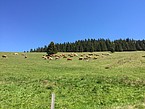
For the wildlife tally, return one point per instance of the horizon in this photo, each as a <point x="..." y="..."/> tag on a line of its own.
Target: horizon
<point x="30" y="24"/>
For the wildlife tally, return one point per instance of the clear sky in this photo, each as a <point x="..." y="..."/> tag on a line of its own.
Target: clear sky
<point x="26" y="24"/>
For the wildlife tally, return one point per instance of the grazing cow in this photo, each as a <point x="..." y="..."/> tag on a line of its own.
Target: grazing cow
<point x="80" y="58"/>
<point x="4" y="56"/>
<point x="50" y="58"/>
<point x="95" y="58"/>
<point x="69" y="59"/>
<point x="15" y="53"/>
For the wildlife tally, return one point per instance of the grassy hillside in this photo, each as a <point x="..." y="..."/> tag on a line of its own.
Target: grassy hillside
<point x="110" y="81"/>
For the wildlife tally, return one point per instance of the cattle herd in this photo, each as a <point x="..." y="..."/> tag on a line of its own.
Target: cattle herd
<point x="67" y="56"/>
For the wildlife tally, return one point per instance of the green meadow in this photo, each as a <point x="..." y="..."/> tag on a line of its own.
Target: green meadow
<point x="114" y="81"/>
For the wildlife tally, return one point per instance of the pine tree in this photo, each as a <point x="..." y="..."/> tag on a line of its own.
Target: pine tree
<point x="51" y="48"/>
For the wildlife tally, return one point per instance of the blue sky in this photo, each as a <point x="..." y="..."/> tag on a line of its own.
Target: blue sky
<point x="26" y="24"/>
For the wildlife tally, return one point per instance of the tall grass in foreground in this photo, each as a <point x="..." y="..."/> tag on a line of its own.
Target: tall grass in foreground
<point x="114" y="81"/>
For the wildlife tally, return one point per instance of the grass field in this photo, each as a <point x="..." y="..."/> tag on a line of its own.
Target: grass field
<point x="115" y="81"/>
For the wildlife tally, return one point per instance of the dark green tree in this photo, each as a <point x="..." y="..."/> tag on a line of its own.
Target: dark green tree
<point x="51" y="49"/>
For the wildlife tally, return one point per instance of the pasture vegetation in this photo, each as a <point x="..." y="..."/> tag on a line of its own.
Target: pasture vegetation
<point x="110" y="81"/>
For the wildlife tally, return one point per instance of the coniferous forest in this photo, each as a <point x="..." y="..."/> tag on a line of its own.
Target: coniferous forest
<point x="93" y="45"/>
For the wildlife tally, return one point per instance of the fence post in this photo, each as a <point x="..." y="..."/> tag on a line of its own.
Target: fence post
<point x="52" y="101"/>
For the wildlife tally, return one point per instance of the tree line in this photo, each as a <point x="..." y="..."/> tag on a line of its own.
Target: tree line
<point x="96" y="45"/>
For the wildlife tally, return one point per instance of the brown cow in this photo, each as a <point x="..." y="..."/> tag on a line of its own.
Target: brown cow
<point x="4" y="56"/>
<point x="69" y="59"/>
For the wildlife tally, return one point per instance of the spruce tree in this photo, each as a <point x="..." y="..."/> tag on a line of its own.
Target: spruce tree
<point x="51" y="49"/>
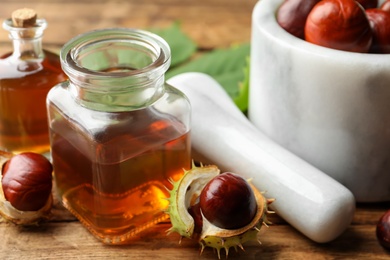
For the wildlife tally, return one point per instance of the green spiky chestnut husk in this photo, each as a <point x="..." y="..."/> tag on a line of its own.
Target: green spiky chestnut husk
<point x="185" y="196"/>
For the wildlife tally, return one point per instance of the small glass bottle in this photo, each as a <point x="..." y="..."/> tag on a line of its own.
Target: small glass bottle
<point x="26" y="76"/>
<point x="119" y="133"/>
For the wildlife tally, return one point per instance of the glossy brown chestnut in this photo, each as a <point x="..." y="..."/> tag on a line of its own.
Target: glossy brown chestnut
<point x="27" y="181"/>
<point x="228" y="201"/>
<point x="292" y="14"/>
<point x="339" y="24"/>
<point x="385" y="6"/>
<point x="380" y="25"/>
<point x="383" y="230"/>
<point x="366" y="4"/>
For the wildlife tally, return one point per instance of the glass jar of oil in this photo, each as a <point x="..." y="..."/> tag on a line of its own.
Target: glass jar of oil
<point x="119" y="133"/>
<point x="27" y="73"/>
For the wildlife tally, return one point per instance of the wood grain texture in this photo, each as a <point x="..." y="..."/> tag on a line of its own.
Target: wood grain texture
<point x="211" y="24"/>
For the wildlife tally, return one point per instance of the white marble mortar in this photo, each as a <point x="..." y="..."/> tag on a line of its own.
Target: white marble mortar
<point x="329" y="107"/>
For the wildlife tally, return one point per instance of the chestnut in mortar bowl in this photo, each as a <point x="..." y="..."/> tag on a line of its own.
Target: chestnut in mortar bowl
<point x="327" y="106"/>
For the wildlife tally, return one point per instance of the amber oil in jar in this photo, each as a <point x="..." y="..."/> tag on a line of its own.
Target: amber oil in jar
<point x="118" y="132"/>
<point x="26" y="76"/>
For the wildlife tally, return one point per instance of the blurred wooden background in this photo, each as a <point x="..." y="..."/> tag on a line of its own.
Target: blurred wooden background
<point x="210" y="23"/>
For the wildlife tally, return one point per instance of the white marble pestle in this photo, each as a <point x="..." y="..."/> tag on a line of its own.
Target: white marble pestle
<point x="308" y="199"/>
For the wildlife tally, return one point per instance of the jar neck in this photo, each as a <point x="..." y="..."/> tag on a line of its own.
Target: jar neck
<point x="27" y="42"/>
<point x="115" y="95"/>
<point x="116" y="69"/>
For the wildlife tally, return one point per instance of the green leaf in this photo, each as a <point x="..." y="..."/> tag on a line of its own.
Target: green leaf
<point x="242" y="99"/>
<point x="182" y="47"/>
<point x="226" y="67"/>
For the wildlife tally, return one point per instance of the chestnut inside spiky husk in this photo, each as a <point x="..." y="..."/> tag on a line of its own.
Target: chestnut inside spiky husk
<point x="218" y="210"/>
<point x="25" y="190"/>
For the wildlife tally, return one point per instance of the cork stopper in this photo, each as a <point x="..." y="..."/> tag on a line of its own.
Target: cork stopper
<point x="24" y="18"/>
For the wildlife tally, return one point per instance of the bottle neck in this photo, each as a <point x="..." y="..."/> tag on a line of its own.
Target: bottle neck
<point x="27" y="49"/>
<point x="113" y="95"/>
<point x="116" y="69"/>
<point x="27" y="42"/>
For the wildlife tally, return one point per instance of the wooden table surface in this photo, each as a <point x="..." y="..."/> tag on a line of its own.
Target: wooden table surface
<point x="211" y="24"/>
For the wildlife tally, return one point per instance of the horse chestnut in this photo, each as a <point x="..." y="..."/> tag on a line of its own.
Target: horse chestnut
<point x="27" y="181"/>
<point x="366" y="4"/>
<point x="385" y="6"/>
<point x="227" y="201"/>
<point x="292" y="14"/>
<point x="218" y="210"/>
<point x="339" y="24"/>
<point x="380" y="24"/>
<point x="383" y="230"/>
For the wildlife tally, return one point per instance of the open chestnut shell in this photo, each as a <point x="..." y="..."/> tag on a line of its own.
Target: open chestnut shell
<point x="198" y="199"/>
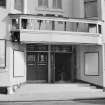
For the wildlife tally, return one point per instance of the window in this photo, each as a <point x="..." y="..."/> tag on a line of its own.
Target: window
<point x="92" y="64"/>
<point x="19" y="5"/>
<point x="43" y="3"/>
<point x="2" y="53"/>
<point x="57" y="4"/>
<point x="3" y="3"/>
<point x="90" y="8"/>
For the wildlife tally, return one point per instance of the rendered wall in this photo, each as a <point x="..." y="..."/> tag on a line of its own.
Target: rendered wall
<point x="81" y="50"/>
<point x="13" y="78"/>
<point x="32" y="8"/>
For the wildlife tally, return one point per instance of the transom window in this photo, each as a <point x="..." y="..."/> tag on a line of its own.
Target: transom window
<point x="57" y="4"/>
<point x="3" y="3"/>
<point x="43" y="3"/>
<point x="91" y="8"/>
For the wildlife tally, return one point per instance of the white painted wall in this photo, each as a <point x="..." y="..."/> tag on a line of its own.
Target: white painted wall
<point x="78" y="8"/>
<point x="32" y="6"/>
<point x="98" y="80"/>
<point x="13" y="79"/>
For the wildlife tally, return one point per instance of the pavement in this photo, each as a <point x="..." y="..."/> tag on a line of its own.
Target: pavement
<point x="54" y="92"/>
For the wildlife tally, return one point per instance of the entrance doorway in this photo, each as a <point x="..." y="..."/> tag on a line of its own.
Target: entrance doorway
<point x="63" y="64"/>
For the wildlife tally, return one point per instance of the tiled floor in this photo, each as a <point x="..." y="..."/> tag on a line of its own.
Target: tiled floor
<point x="32" y="92"/>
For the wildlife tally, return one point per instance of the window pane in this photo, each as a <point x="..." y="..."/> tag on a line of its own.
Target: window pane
<point x="57" y="4"/>
<point x="19" y="5"/>
<point x="2" y="53"/>
<point x="43" y="3"/>
<point x="91" y="8"/>
<point x="40" y="3"/>
<point x="54" y="3"/>
<point x="3" y="3"/>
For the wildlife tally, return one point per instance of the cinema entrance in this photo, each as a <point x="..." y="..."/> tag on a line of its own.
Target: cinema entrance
<point x="50" y="63"/>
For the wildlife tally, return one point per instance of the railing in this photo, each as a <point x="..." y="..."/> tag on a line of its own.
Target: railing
<point x="33" y="23"/>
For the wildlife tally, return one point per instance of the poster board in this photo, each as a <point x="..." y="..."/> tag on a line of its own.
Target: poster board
<point x="19" y="63"/>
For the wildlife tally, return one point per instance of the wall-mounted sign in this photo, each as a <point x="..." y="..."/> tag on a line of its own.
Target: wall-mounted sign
<point x="2" y="53"/>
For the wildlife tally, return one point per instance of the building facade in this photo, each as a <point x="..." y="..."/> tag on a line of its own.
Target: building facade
<point x="51" y="41"/>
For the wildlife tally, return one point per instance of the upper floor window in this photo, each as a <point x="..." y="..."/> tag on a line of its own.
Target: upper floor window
<point x="91" y="8"/>
<point x="19" y="5"/>
<point x="43" y="3"/>
<point x="57" y="4"/>
<point x="3" y="3"/>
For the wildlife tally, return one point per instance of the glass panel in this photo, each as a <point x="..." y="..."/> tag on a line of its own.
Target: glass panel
<point x="2" y="53"/>
<point x="19" y="5"/>
<point x="57" y="4"/>
<point x="92" y="28"/>
<point x="15" y="24"/>
<point x="3" y="3"/>
<point x="43" y="3"/>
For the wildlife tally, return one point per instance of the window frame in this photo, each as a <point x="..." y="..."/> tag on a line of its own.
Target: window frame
<point x="3" y="5"/>
<point x="57" y="4"/>
<point x="43" y="4"/>
<point x="4" y="53"/>
<point x="22" y="5"/>
<point x="87" y="2"/>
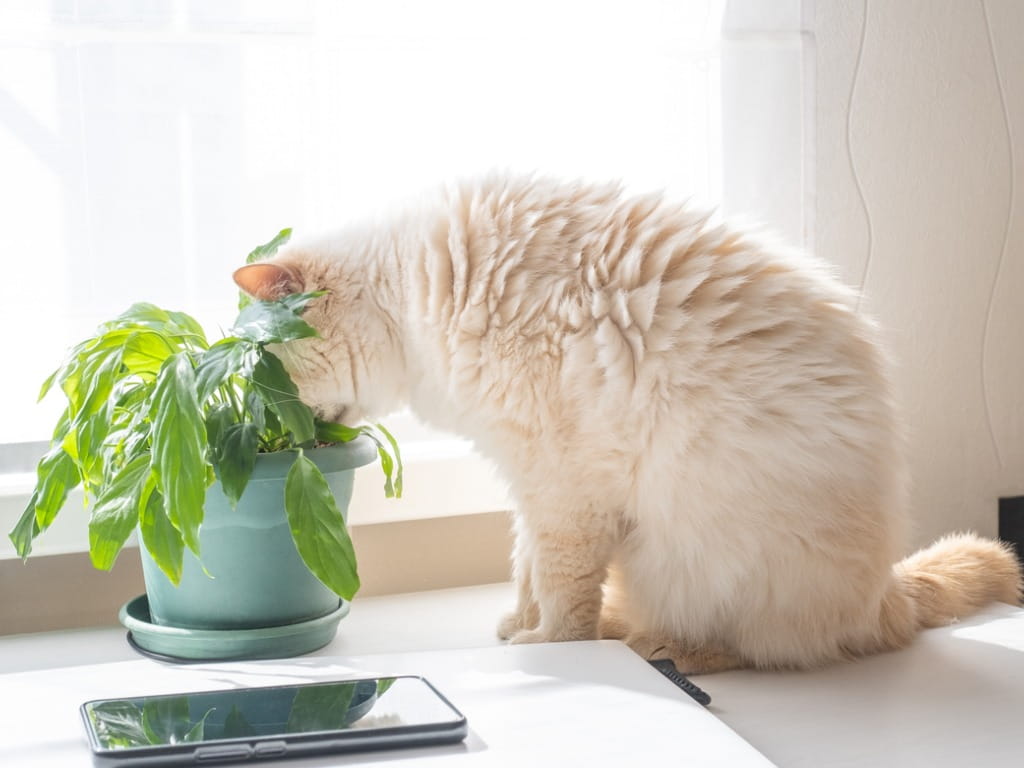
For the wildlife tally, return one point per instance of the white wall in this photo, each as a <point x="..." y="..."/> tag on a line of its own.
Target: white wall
<point x="911" y="126"/>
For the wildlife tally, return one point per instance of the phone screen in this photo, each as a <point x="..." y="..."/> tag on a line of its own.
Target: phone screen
<point x="282" y="712"/>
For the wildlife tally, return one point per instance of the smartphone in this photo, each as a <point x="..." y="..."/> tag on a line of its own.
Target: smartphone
<point x="282" y="721"/>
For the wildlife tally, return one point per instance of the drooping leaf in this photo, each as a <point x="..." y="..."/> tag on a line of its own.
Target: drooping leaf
<point x="237" y="458"/>
<point x="179" y="446"/>
<point x="162" y="540"/>
<point x="116" y="512"/>
<point x="218" y="364"/>
<point x="318" y="528"/>
<point x="270" y="323"/>
<point x="392" y="479"/>
<point x="143" y="314"/>
<point x="397" y="458"/>
<point x="281" y="395"/>
<point x="56" y="474"/>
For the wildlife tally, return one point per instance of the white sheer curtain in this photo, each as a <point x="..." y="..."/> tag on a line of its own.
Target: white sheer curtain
<point x="145" y="145"/>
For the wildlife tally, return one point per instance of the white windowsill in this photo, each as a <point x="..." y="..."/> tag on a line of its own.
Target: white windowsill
<point x="442" y="478"/>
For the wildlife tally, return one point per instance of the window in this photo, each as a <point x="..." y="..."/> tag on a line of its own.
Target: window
<point x="147" y="144"/>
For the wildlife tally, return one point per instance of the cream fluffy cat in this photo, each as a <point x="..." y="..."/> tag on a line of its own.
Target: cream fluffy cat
<point x="696" y="426"/>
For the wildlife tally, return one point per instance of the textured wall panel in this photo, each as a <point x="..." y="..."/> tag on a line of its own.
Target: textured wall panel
<point x="930" y="218"/>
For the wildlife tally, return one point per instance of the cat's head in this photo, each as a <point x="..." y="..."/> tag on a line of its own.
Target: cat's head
<point x="352" y="371"/>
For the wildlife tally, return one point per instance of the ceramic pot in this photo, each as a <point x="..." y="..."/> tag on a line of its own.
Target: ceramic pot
<point x="251" y="573"/>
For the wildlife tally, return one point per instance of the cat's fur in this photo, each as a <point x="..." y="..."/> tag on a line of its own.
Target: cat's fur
<point x="696" y="426"/>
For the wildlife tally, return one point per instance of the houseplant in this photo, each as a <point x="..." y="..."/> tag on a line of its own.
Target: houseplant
<point x="163" y="428"/>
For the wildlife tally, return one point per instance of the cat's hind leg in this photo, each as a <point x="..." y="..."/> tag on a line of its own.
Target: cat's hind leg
<point x="569" y="546"/>
<point x="526" y="614"/>
<point x="688" y="659"/>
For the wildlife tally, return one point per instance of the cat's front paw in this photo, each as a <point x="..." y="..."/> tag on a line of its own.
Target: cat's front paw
<point x="510" y="625"/>
<point x="528" y="636"/>
<point x="514" y="622"/>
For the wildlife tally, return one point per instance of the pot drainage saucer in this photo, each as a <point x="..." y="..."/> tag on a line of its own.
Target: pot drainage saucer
<point x="181" y="644"/>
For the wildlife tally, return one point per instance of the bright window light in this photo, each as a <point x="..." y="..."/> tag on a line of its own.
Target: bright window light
<point x="145" y="146"/>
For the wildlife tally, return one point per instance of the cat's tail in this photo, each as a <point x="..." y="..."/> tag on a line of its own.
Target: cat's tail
<point x="954" y="578"/>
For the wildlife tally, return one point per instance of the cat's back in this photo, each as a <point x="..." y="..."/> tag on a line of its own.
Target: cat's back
<point x="578" y="300"/>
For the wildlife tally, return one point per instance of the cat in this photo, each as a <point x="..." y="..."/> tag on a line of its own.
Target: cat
<point x="696" y="425"/>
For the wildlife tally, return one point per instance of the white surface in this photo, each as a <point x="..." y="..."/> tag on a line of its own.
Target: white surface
<point x="565" y="705"/>
<point x="952" y="698"/>
<point x="955" y="697"/>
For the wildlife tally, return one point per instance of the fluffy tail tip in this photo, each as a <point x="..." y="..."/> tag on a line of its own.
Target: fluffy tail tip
<point x="958" y="574"/>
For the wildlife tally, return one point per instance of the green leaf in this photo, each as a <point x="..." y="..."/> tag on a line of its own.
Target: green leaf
<point x="26" y="529"/>
<point x="237" y="457"/>
<point x="217" y="421"/>
<point x="269" y="248"/>
<point x="392" y="474"/>
<point x="259" y="253"/>
<point x="321" y="708"/>
<point x="144" y="351"/>
<point x="165" y="719"/>
<point x="152" y="316"/>
<point x="218" y="364"/>
<point x="117" y="511"/>
<point x="281" y="395"/>
<point x="318" y="528"/>
<point x="331" y="432"/>
<point x="397" y="458"/>
<point x="196" y="732"/>
<point x="56" y="474"/>
<point x="179" y="446"/>
<point x="271" y="323"/>
<point x="236" y="725"/>
<point x="162" y="540"/>
<point x="119" y="724"/>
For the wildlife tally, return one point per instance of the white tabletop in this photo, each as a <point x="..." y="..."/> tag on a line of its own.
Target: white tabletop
<point x="954" y="697"/>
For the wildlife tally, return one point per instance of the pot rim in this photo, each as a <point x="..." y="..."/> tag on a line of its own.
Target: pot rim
<point x="337" y="458"/>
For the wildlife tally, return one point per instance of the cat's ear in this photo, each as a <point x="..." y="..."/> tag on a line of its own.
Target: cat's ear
<point x="267" y="281"/>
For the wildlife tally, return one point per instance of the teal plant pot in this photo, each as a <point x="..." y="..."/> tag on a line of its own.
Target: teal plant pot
<point x="251" y="573"/>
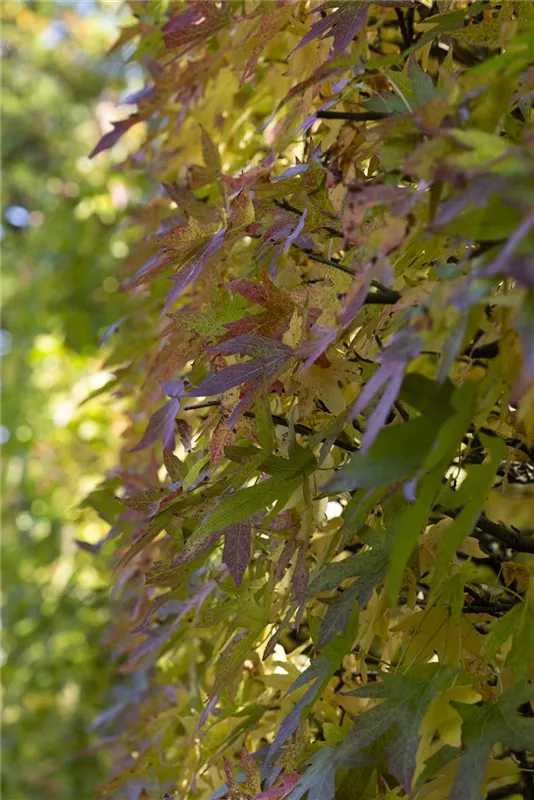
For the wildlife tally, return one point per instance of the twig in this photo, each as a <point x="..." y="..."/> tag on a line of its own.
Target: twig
<point x="514" y="541"/>
<point x="406" y="38"/>
<point x="204" y="404"/>
<point x="305" y="431"/>
<point x="356" y="116"/>
<point x="330" y="263"/>
<point x="504" y="791"/>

→ **EXERCISE AIM**:
Express as a JSON list of strings the lines from the one containing "of the twig" through the end of the items, one string per line, with blank lines left out.

→ **SOLUTION TO THIS TASK**:
[
  "For the wildlife tally, return one point per instance of the twig in this photo, each as a <point x=\"...\" y=\"...\"/> tag on a line of its own.",
  "Target: twig",
  "<point x=\"514\" y=\"541\"/>",
  "<point x=\"406\" y=\"38\"/>",
  "<point x=\"204\" y=\"404\"/>",
  "<point x=\"305\" y=\"431\"/>",
  "<point x=\"356\" y=\"116\"/>",
  "<point x=\"330\" y=\"263\"/>",
  "<point x=\"504\" y=\"791\"/>"
]